----- The records

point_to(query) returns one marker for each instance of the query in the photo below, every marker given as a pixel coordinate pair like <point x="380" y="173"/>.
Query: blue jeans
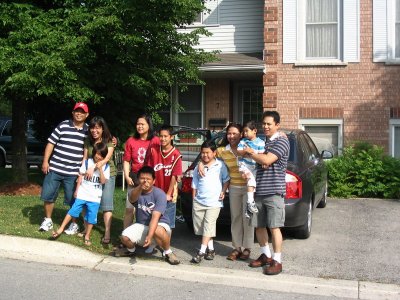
<point x="107" y="198"/>
<point x="51" y="185"/>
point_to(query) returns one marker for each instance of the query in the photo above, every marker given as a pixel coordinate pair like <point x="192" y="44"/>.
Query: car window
<point x="313" y="148"/>
<point x="304" y="148"/>
<point x="7" y="128"/>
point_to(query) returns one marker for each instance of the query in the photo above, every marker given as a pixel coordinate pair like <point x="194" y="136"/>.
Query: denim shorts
<point x="170" y="212"/>
<point x="107" y="198"/>
<point x="92" y="209"/>
<point x="137" y="232"/>
<point x="51" y="185"/>
<point x="271" y="211"/>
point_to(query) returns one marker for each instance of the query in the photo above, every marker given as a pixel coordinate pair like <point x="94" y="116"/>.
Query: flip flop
<point x="55" y="235"/>
<point x="105" y="241"/>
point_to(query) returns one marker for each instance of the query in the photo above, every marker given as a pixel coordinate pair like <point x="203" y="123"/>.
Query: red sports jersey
<point x="135" y="151"/>
<point x="165" y="166"/>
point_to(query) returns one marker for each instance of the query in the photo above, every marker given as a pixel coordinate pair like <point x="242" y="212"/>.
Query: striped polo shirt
<point x="68" y="142"/>
<point x="258" y="145"/>
<point x="271" y="181"/>
<point x="231" y="161"/>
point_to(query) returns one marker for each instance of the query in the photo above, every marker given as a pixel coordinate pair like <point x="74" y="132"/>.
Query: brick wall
<point x="367" y="94"/>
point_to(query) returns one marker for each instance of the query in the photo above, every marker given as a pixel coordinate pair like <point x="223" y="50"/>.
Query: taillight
<point x="294" y="186"/>
<point x="187" y="182"/>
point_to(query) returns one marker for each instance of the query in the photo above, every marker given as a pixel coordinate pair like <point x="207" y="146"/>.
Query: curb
<point x="64" y="254"/>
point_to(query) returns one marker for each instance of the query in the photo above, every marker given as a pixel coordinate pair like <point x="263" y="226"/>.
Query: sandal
<point x="245" y="254"/>
<point x="105" y="241"/>
<point x="234" y="255"/>
<point x="55" y="235"/>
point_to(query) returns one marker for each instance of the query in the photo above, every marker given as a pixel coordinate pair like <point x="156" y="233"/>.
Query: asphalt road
<point x="354" y="239"/>
<point x="31" y="280"/>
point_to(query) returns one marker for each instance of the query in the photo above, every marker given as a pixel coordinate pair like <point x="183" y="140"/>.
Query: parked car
<point x="306" y="184"/>
<point x="35" y="148"/>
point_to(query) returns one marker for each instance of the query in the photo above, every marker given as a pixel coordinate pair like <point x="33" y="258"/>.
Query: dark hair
<point x="274" y="114"/>
<point x="150" y="134"/>
<point x="166" y="127"/>
<point x="250" y="124"/>
<point x="100" y="148"/>
<point x="147" y="170"/>
<point x="238" y="126"/>
<point x="208" y="144"/>
<point x="106" y="137"/>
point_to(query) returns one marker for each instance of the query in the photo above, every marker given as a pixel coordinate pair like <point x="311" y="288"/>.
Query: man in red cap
<point x="62" y="159"/>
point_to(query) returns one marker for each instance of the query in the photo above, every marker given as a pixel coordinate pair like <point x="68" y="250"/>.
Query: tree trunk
<point x="18" y="146"/>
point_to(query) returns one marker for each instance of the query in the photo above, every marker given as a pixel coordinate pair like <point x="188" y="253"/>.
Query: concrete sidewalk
<point x="54" y="252"/>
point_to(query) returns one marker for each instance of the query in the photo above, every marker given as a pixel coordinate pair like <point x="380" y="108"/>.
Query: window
<point x="394" y="139"/>
<point x="252" y="104"/>
<point x="191" y="101"/>
<point x="386" y="31"/>
<point x="327" y="134"/>
<point x="210" y="15"/>
<point x="321" y="31"/>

----------

What you should do: An exact reproduction of the data is required, with pictures excluded.

Response to this task:
point_to(query) returns one marker for each instance of the query in the photo below, every marker given as a pixel coordinate pair like <point x="380" y="173"/>.
Query: blue jeans
<point x="107" y="198"/>
<point x="51" y="185"/>
point_to(query) returns one marker for each instance of the query in the photo above, every marker given as a pixel coordinate pair like <point x="192" y="44"/>.
Query: car window
<point x="313" y="148"/>
<point x="304" y="148"/>
<point x="7" y="128"/>
point_to(query) returns one marker for each instance of the query in the photo above, every marker given as a pixel coordinate pair like <point x="194" y="136"/>.
Query: denim shorts
<point x="170" y="212"/>
<point x="107" y="198"/>
<point x="92" y="209"/>
<point x="137" y="232"/>
<point x="51" y="185"/>
<point x="271" y="211"/>
point_to(query) returns one marker for each instance of the query in the photo above, every marker given as a pixel coordinate pair like <point x="94" y="116"/>.
Query: flip flop
<point x="55" y="235"/>
<point x="105" y="241"/>
point_to(query) returns one marker for each instance of the query in the photo above, every marker given as a pixel coordinate pair like <point x="203" y="123"/>.
Query: red sports jersey
<point x="135" y="151"/>
<point x="165" y="166"/>
point_to(query) returns one marker for each instance of the query in the photo above, every marker given as a pixel coordinate pair like <point x="242" y="212"/>.
Query: striped polo shirt
<point x="68" y="142"/>
<point x="258" y="145"/>
<point x="271" y="181"/>
<point x="231" y="161"/>
point_to(query) returns one marker for each instance of the query in the photo above, every marker given as a pixel coordinate pair like <point x="74" y="132"/>.
Query: brick wall
<point x="367" y="94"/>
point_to(query) returns one marker for each instance of the query in the photo above, every marker given as a pixel coordinate pair like <point x="223" y="50"/>.
Query: taillight
<point x="294" y="186"/>
<point x="187" y="182"/>
point_to(query) returns one marker for each instance of the query in the photo above, every marker given as a pixel coordinate pair like <point x="207" y="146"/>.
Query: curb
<point x="64" y="254"/>
point_to(query) returns one marker for each instance of the query in the photo above, every marker given as a pixel coordinate pair like <point x="263" y="226"/>.
Query: sandal
<point x="245" y="254"/>
<point x="105" y="241"/>
<point x="234" y="255"/>
<point x="55" y="235"/>
point_to(query) returns one marker for each instance of the query in the photo above, every marker given as a pixel coordinate pair like <point x="156" y="233"/>.
Query: asphalt road
<point x="354" y="239"/>
<point x="31" y="280"/>
point_to(query) returns one marker for each instance of the query in the photo above, every marker given as a pixel coordinate pair like <point x="183" y="140"/>.
Query: parked car
<point x="306" y="184"/>
<point x="35" y="148"/>
point_to(query) returns one marker for each instance of the query in the photo above, every marker given as a pixel coordinate pair like <point x="33" y="258"/>.
Query: dark hair
<point x="274" y="114"/>
<point x="150" y="134"/>
<point x="166" y="127"/>
<point x="250" y="124"/>
<point x="100" y="148"/>
<point x="147" y="170"/>
<point x="238" y="126"/>
<point x="208" y="144"/>
<point x="106" y="137"/>
point_to(query) returns one marker for each instance of the query in the photo above, every marker given as a pixel coordinate pair like <point x="311" y="288"/>.
Query: man in red cap
<point x="62" y="159"/>
point_to(query) returns one marker for each instance of the query in the photo above, every marker given as a pixel coordinate pair like <point x="68" y="250"/>.
Query: tree trunk
<point x="18" y="146"/>
point_to(query) returns one marker for each instance of the query in the photo above, every marker given as a pixel coordinate pair like <point x="188" y="253"/>.
Query: concrete sidewalk
<point x="54" y="252"/>
point_to(query) returns one marker for each instance of the query in the photo above, every marker given as a pixel coordinate pair like <point x="380" y="108"/>.
Query: window
<point x="394" y="139"/>
<point x="252" y="104"/>
<point x="191" y="101"/>
<point x="386" y="31"/>
<point x="327" y="134"/>
<point x="210" y="15"/>
<point x="321" y="31"/>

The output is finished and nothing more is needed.